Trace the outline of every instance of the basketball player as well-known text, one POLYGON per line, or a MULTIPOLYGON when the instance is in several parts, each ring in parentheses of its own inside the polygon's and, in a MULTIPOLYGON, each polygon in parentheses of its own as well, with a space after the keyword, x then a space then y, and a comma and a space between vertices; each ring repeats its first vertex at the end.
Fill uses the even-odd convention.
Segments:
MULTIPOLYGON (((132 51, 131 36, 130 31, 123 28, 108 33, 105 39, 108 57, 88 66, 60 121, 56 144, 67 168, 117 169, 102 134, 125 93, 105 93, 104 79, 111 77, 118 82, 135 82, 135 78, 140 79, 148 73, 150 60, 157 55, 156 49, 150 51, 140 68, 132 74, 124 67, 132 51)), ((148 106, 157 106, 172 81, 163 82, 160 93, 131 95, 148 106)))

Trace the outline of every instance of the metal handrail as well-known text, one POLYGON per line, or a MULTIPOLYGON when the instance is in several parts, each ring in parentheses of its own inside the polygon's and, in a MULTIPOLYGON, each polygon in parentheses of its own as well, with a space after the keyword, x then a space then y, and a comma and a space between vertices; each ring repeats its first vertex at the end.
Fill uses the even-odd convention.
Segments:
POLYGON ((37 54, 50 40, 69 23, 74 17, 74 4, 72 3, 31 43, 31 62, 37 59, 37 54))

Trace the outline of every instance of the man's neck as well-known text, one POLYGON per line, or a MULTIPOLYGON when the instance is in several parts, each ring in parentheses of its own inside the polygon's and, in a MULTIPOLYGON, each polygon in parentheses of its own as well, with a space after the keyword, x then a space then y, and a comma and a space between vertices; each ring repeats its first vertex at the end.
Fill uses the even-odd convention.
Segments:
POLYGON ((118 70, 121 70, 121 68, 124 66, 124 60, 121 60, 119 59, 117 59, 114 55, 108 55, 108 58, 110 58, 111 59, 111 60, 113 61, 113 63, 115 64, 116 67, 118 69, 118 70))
******
• WORK TO COMPLETE
Convert the lines from the very first one through the line holding "MULTIPOLYGON (((132 51, 131", inclusive, into a Markdown table with the columns Row and Line. Give each line a row number, and leave out any blank lines.

• SOLUTION
| Row | Line |
|---|---|
| 1 | Trace the outline of every instance of the basketball player as well-known text, one POLYGON per line, or a MULTIPOLYGON when the instance is in several parts, each ring in parentheses of its own inside the polygon's and, in a MULTIPOLYGON, each polygon in parentheses of its own as well, with a space after the keyword, x then a space then y, and a comma and a space between vertices; each ring repeats its first vertex at the end. |
| 2 | Fill uses the even-odd convention. |
| 3 | Segments: |
| 4 | MULTIPOLYGON (((132 51, 131 36, 130 31, 123 28, 108 33, 105 39, 108 57, 88 66, 60 121, 56 144, 67 168, 117 169, 102 134, 125 93, 105 93, 104 79, 111 77, 118 82, 135 82, 135 78, 140 79, 148 73, 150 60, 157 55, 156 49, 150 51, 140 68, 132 74, 124 67, 132 51)), ((148 106, 157 106, 172 81, 163 82, 160 93, 131 95, 148 106))) |